_AIM OF THE TASK_
Count the lines in the data below that contain the word "fence". Reply with the number alone.

§

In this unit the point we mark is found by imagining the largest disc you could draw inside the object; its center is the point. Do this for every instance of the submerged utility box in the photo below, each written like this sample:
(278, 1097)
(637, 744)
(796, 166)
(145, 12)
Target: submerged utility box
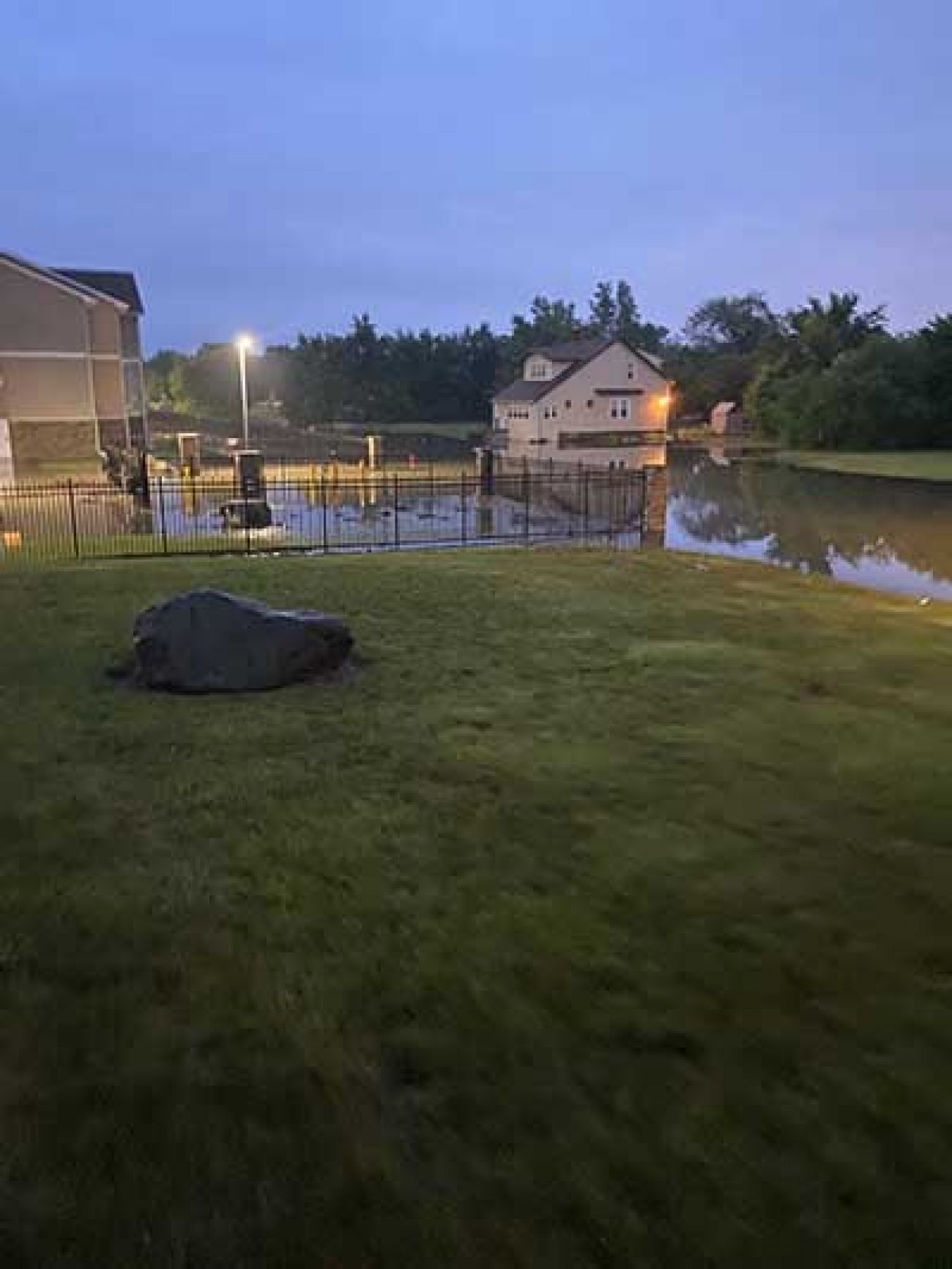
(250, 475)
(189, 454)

§

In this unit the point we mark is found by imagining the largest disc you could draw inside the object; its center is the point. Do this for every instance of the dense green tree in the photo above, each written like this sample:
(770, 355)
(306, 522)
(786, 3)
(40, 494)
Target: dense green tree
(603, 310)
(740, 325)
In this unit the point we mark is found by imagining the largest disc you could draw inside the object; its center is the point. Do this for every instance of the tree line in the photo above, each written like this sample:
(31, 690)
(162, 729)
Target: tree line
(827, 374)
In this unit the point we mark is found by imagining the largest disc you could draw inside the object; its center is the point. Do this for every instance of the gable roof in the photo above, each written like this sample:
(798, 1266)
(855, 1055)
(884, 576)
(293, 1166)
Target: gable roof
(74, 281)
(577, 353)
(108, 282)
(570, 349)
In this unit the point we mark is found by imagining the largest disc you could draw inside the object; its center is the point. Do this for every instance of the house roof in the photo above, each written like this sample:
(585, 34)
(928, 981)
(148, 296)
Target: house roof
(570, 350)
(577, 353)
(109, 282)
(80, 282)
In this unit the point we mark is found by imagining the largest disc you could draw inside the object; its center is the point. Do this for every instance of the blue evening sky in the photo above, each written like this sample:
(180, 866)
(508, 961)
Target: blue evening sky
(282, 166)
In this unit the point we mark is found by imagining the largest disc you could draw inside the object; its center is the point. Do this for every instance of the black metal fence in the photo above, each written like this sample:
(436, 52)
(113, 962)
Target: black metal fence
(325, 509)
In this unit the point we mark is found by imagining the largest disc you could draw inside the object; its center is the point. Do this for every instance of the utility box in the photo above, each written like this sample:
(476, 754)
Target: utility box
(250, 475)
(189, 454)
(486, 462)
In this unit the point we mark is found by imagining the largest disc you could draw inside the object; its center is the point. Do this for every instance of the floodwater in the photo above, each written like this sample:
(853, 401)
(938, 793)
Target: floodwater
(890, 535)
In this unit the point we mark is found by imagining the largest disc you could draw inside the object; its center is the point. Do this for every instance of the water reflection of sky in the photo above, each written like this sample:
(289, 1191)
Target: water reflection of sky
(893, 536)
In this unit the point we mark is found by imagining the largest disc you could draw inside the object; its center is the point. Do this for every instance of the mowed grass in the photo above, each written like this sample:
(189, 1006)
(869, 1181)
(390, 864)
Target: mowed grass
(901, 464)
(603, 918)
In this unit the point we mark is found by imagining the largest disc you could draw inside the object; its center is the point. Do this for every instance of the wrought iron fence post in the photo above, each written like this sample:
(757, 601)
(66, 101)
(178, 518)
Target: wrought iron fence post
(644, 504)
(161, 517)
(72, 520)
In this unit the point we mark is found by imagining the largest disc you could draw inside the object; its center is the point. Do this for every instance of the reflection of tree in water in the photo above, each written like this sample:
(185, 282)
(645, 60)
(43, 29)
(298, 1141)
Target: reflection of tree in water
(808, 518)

§

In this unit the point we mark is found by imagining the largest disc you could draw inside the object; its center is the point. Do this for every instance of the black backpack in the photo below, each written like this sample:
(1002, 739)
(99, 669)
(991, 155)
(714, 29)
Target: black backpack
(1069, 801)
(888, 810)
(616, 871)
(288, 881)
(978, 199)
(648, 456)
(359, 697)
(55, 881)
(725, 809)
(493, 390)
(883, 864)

§

_TASK OUTPUT_
4